[Records from a data source]
※
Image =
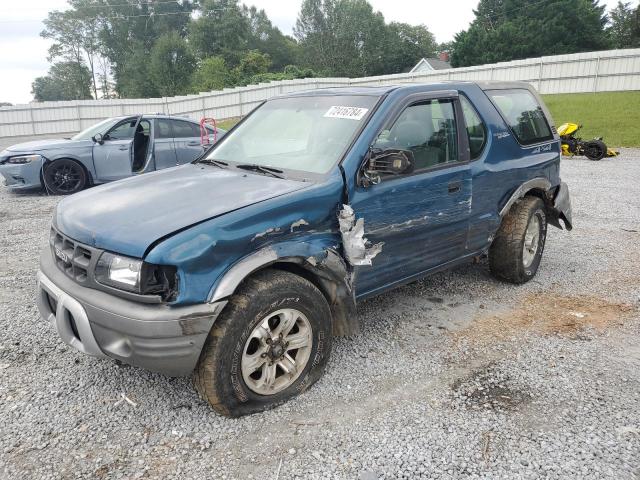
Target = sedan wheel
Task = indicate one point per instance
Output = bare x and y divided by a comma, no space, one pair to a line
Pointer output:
64,177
※
- _Your task_
None of the lines before the one containing "Target = sedan wheel" belong in the answer; reproduce that line and all later lines of the records exactly.

- _Completed exercise_
Target = sedan wheel
Task = indicate one point per instance
Output = bare x and y divided by a comma, no space, one pair to a line
Pointer output:
64,177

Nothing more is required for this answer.